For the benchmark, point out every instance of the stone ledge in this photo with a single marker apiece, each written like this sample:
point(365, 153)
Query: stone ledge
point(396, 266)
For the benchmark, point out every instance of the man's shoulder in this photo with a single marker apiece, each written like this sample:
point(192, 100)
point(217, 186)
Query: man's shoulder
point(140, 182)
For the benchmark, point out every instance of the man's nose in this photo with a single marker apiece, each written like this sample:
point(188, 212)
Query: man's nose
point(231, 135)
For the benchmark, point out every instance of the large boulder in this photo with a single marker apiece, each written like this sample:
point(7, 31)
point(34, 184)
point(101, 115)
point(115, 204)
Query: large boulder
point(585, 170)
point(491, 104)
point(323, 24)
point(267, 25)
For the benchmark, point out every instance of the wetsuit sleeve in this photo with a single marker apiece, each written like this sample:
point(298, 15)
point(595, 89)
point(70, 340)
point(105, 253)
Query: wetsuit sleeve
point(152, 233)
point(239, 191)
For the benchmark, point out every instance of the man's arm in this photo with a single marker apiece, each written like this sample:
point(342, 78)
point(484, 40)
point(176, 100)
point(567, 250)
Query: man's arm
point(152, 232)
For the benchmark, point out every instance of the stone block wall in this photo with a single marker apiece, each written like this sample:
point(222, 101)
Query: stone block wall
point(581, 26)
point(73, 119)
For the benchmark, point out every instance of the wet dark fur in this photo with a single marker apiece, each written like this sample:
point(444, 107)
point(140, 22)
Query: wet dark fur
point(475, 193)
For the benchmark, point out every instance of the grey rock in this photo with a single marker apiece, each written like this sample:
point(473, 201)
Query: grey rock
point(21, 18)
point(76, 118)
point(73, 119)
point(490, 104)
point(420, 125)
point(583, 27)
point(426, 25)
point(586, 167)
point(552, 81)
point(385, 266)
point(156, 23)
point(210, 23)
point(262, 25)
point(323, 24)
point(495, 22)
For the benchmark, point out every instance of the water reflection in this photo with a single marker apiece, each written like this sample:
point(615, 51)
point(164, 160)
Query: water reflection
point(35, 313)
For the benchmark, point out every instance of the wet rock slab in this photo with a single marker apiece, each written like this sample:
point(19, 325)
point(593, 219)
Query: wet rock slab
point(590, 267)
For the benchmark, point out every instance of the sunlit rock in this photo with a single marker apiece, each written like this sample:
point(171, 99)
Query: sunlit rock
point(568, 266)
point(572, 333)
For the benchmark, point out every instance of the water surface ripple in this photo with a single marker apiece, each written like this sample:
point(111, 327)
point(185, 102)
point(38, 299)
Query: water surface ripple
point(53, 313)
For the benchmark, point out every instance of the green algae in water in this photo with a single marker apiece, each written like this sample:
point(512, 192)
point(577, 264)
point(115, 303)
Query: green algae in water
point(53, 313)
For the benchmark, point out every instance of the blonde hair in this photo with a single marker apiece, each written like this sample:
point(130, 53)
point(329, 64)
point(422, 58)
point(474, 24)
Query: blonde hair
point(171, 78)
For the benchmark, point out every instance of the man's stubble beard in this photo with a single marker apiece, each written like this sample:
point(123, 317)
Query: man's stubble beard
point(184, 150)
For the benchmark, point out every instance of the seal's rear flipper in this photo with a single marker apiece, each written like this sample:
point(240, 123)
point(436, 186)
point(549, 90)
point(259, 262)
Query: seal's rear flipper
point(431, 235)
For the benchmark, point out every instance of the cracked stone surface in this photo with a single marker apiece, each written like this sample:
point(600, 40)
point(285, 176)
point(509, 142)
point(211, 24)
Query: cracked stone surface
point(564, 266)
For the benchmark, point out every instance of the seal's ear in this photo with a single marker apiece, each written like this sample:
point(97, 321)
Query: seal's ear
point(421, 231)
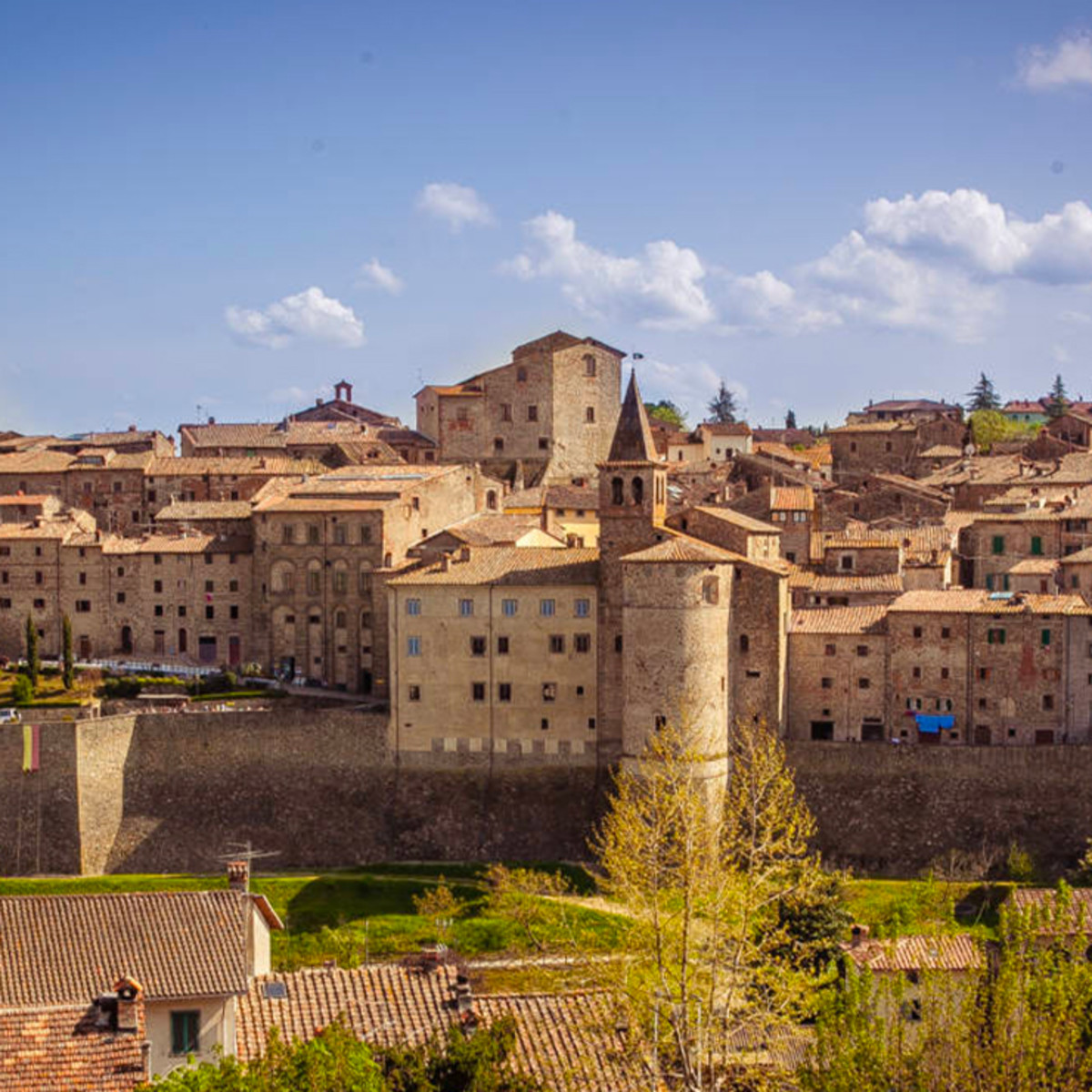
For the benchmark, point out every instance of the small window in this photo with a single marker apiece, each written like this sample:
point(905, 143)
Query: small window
point(185, 1032)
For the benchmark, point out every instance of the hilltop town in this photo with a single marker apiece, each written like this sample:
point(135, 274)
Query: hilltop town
point(539, 567)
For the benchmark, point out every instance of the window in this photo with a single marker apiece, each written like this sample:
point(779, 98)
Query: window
point(185, 1029)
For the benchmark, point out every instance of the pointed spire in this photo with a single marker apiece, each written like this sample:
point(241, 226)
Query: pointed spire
point(632, 441)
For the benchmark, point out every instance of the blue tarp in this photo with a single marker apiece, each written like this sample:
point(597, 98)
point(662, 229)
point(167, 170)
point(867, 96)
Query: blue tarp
point(935, 723)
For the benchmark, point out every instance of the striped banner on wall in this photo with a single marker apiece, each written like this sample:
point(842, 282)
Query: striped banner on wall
point(32, 747)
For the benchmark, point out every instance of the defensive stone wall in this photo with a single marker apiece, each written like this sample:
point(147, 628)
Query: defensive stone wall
point(168, 792)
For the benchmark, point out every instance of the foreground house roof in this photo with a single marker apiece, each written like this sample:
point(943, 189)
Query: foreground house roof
point(66, 949)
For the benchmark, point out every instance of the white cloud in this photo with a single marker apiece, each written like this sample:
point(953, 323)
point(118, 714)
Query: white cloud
point(1068, 63)
point(661, 288)
point(876, 285)
point(763, 301)
point(986, 238)
point(378, 276)
point(458, 206)
point(311, 315)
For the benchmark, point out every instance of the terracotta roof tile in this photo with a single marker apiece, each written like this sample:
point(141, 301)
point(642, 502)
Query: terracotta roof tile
point(43, 1049)
point(64, 949)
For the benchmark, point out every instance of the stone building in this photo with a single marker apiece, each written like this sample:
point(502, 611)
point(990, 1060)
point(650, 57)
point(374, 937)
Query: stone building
point(556, 403)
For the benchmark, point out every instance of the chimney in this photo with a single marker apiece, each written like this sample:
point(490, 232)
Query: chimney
point(129, 1004)
point(238, 876)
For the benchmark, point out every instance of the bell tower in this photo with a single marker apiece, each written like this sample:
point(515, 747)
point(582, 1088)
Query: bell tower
point(632, 509)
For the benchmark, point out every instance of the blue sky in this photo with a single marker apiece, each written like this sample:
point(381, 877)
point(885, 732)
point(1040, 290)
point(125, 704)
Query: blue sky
point(233, 206)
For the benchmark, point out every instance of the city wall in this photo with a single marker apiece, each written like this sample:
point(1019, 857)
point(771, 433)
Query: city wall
point(168, 793)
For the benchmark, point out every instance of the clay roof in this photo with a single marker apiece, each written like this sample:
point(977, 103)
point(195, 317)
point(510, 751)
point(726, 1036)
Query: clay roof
point(738, 519)
point(792, 500)
point(868, 620)
point(535, 566)
point(64, 949)
point(43, 1048)
point(890, 582)
point(960, 953)
point(206, 511)
point(632, 440)
point(976, 601)
point(567, 1040)
point(682, 549)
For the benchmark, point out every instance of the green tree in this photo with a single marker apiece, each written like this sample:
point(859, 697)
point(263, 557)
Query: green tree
point(33, 659)
point(666, 410)
point(69, 674)
point(984, 396)
point(1057, 399)
point(703, 871)
point(722, 407)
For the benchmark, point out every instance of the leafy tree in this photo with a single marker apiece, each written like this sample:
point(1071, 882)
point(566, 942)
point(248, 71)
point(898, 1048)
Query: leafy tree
point(22, 691)
point(984, 396)
point(1022, 1020)
point(722, 407)
point(440, 905)
point(69, 672)
point(33, 659)
point(703, 871)
point(666, 410)
point(1057, 399)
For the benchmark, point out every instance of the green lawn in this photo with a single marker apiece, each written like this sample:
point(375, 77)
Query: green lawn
point(345, 915)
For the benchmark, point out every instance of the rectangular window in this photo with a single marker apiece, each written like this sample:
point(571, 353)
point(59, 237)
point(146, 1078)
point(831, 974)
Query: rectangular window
point(185, 1031)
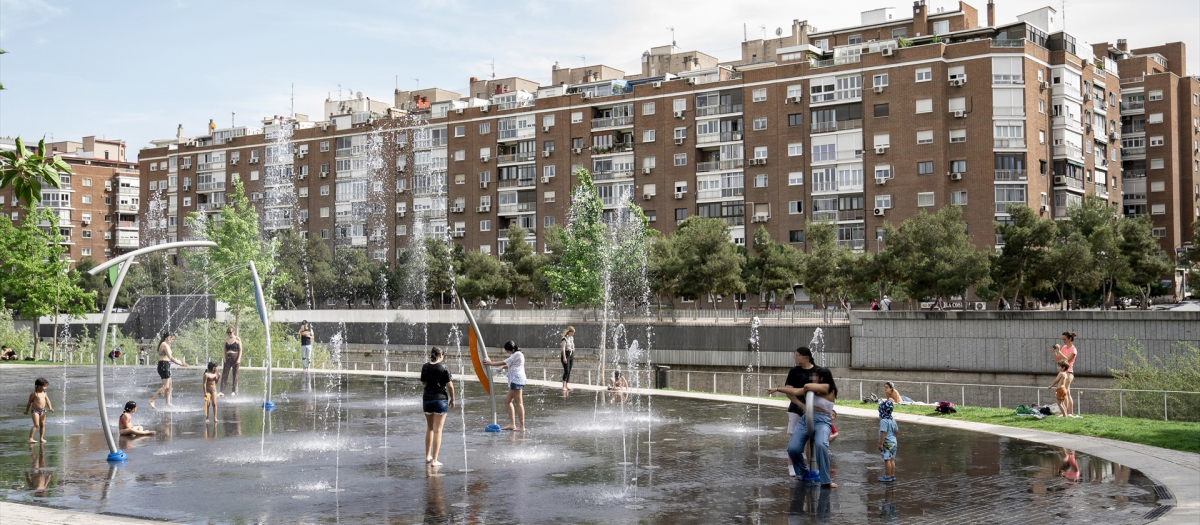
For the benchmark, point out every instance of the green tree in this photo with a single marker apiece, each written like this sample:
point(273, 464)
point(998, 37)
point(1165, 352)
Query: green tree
point(35, 278)
point(1144, 257)
point(1027, 240)
point(238, 243)
point(708, 263)
point(27, 172)
point(481, 278)
point(773, 269)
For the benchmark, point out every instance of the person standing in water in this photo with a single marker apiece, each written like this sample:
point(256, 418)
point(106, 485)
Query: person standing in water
point(437, 400)
point(568, 356)
point(165, 360)
point(233, 360)
point(515, 366)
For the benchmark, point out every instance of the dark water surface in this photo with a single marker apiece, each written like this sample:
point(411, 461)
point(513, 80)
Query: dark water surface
point(334, 452)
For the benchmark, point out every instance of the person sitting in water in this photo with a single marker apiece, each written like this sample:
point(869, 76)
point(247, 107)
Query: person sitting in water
point(617, 381)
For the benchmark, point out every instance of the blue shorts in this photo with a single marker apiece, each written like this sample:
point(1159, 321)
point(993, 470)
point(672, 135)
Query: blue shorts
point(437, 406)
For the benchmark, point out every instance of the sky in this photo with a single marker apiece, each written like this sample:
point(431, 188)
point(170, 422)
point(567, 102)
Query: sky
point(136, 70)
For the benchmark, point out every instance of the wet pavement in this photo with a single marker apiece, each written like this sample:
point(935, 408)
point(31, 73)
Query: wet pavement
point(351, 450)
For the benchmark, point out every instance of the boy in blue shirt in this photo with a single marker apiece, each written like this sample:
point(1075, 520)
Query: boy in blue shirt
point(888, 432)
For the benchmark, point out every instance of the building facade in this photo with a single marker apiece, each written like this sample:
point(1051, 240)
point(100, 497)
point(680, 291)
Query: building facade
point(99, 204)
point(862, 126)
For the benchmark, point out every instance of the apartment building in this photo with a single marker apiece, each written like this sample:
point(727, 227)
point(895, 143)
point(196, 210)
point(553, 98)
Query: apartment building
point(1159, 138)
point(862, 126)
point(99, 203)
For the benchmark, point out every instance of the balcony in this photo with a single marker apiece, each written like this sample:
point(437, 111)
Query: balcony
point(612, 121)
point(509, 183)
point(519, 207)
point(723, 109)
point(523, 156)
point(724, 137)
point(1068, 150)
point(850, 215)
point(717, 166)
point(210, 187)
point(1011, 175)
point(838, 125)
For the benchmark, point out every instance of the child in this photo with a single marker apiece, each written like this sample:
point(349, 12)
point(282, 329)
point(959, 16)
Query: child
point(126, 422)
point(1061, 384)
point(40, 403)
point(888, 433)
point(210, 392)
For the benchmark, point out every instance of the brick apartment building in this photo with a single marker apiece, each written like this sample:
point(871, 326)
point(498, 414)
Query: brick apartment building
point(99, 204)
point(862, 126)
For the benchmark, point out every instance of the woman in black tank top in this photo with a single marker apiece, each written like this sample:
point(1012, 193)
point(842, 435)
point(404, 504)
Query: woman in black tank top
point(232, 361)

────────────────────

Present the material, from its first line through the line containing "point(140, 182)", as a Markdown table with the columns Row and Entry. Number each line and omit any blank lines.

**Result for this task**
| Row | Entry |
|---|---|
| 1 | For the benchmark, point out every instance of the stone ledge in this photo with a single marker apiece, each written like this sample: |
| 2 | point(365, 153) |
| 3 | Query: stone ledge |
| 4 | point(396, 266) |
| 5 | For the benchmark, point out every instance of the man's shoulder in this photo with a single marker apiece, each written like this sample: |
| 6 | point(192, 100) |
| 7 | point(217, 186) |
| 8 | Query: man's shoulder |
| 9 | point(140, 182) |